> [The problem]: In the entries below, go to the line containing "Could you point to the person in" and repeat it along with every later line, exactly.

> [Stored items]:
▼

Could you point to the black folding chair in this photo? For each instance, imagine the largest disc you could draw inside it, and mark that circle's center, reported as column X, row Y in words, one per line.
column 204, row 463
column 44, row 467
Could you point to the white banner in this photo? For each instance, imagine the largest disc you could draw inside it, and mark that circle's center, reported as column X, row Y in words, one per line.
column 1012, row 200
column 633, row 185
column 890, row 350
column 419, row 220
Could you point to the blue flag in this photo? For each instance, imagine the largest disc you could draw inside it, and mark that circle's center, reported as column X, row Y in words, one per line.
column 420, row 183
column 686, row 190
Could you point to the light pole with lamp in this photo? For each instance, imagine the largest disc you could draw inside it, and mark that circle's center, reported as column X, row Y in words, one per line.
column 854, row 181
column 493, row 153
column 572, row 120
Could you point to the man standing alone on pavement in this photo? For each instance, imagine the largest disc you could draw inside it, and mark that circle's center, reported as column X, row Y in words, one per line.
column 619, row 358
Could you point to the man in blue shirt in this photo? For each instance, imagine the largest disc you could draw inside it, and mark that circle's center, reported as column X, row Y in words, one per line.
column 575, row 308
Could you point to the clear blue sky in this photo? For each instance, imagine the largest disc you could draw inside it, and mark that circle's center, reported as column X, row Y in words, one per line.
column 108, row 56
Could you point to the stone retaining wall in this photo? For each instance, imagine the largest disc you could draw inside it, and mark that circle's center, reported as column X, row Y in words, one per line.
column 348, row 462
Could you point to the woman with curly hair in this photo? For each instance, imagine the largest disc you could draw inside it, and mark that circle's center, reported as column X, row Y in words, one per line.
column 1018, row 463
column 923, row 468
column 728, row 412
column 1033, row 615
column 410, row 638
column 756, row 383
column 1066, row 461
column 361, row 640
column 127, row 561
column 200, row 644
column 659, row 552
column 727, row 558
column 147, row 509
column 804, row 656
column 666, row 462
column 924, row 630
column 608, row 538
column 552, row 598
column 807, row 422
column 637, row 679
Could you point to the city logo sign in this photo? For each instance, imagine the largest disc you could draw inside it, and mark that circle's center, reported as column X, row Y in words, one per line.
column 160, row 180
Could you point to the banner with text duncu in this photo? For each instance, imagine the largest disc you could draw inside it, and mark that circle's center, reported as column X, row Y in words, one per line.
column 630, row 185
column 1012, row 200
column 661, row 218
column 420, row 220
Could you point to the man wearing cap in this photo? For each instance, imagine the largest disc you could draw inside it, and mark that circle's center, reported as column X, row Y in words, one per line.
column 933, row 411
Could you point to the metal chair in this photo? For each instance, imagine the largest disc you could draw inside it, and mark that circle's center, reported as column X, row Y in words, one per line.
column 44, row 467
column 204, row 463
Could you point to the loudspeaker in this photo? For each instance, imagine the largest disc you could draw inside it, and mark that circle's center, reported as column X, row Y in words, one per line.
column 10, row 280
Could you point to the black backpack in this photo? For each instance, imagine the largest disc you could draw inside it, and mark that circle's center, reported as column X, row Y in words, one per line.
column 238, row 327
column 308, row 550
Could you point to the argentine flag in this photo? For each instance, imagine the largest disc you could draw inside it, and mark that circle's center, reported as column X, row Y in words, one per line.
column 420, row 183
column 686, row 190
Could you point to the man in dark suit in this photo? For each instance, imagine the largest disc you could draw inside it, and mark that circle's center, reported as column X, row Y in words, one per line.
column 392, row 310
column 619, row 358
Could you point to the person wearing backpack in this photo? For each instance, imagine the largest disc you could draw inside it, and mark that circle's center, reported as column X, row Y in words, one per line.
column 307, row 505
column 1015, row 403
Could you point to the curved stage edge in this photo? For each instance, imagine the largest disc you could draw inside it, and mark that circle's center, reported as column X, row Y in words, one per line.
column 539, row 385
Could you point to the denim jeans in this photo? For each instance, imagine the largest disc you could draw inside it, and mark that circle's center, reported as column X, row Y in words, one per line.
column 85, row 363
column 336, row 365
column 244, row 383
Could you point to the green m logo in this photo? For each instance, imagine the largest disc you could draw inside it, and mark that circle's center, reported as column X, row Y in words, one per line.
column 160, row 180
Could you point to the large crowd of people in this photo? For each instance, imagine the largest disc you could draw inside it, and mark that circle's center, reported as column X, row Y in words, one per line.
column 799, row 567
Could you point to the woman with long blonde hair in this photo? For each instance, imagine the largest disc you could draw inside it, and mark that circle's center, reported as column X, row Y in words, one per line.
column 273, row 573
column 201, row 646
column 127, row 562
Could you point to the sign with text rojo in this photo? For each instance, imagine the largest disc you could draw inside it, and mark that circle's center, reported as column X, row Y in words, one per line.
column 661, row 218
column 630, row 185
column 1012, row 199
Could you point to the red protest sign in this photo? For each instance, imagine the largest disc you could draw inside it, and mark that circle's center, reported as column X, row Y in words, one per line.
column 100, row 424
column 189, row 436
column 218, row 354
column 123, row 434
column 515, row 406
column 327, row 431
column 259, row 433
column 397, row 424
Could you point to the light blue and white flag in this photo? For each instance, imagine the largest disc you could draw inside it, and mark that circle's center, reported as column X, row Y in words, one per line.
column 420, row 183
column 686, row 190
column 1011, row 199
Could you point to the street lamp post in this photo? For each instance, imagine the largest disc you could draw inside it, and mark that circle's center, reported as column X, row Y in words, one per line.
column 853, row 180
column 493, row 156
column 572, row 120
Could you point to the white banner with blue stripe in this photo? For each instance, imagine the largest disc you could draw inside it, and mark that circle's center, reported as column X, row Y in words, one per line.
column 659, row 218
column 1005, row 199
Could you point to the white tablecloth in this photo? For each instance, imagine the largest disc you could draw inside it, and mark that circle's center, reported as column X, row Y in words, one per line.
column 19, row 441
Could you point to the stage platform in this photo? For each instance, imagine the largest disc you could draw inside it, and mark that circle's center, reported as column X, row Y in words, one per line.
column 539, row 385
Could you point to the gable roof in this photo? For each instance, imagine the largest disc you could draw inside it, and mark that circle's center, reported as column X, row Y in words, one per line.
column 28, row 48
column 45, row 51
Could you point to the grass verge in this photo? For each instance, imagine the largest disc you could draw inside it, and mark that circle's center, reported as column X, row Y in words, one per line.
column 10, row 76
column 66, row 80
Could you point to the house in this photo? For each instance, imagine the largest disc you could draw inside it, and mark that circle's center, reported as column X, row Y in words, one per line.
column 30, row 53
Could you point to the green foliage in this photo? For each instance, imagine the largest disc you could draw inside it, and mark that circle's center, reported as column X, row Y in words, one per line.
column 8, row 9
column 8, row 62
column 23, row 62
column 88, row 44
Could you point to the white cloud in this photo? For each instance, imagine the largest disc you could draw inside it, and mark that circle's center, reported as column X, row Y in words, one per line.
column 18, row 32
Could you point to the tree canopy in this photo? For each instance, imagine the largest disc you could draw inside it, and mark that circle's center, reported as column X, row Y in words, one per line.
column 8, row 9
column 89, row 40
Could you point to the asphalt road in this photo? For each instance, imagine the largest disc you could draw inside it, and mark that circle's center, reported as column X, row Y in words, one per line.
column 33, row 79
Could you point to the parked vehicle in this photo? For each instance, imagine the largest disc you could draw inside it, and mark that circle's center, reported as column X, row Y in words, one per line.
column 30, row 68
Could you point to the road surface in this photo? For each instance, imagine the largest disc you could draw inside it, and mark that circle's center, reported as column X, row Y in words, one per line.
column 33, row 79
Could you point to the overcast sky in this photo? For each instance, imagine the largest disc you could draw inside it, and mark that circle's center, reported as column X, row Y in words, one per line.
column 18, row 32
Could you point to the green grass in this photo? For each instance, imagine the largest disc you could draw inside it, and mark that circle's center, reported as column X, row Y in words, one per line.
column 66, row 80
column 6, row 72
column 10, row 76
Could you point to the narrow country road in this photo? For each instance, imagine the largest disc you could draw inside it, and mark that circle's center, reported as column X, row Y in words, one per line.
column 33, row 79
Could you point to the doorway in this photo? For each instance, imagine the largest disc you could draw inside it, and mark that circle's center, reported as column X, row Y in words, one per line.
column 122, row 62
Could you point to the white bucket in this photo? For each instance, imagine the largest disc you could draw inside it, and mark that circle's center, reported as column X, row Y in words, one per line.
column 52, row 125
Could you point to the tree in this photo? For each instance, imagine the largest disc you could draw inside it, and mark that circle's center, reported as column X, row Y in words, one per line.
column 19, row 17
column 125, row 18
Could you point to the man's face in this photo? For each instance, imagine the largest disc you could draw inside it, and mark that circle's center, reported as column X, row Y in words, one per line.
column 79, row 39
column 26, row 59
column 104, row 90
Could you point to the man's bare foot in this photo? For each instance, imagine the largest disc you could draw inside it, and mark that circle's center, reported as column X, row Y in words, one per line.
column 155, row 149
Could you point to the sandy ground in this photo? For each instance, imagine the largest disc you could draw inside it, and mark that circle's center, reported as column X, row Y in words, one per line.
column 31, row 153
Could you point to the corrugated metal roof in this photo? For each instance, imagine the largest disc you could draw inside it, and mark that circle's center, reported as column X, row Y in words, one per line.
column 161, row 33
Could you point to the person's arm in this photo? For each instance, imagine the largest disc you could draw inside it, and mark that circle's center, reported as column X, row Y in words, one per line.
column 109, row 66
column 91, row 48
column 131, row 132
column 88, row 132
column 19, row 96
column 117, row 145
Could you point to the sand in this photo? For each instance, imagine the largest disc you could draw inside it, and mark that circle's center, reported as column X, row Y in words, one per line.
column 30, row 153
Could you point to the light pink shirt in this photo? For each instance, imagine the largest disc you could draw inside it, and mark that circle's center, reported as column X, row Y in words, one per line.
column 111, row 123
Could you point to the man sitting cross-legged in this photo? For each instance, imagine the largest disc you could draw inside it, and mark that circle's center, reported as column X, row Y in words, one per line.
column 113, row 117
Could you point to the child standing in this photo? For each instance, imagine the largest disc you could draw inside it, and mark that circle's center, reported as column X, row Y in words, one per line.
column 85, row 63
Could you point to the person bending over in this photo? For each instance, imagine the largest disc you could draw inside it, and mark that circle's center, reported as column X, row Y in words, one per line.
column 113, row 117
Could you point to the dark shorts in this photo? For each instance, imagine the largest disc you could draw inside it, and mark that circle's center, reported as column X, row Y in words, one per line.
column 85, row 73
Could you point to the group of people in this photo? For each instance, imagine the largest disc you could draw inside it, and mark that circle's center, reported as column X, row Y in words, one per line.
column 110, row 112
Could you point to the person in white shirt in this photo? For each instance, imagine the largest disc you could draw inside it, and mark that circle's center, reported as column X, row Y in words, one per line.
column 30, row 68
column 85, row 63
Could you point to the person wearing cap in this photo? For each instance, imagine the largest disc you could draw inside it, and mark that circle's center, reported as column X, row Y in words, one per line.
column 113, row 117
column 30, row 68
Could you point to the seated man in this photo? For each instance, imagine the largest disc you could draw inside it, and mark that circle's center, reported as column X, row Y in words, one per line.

▲

> [Reply]:
Could you point to the person in white shirt in this photo? For each instance, imagine the largest disc you could draw inside it, and mark that circle's center, reported as column X, row Y in words, one per line.
column 30, row 68
column 85, row 63
Could you point to the person wearing cap in this photo? For each instance, imagine the largest disc you could draw inside it, and mark that circle's center, reported as column X, row Y in words, one per line.
column 113, row 117
column 30, row 68
Could you point to the seated man in this photo? For each instance, imagine the largest disc you could draw inside it, and mark that circle's center, reported as column X, row Y in words, one per line.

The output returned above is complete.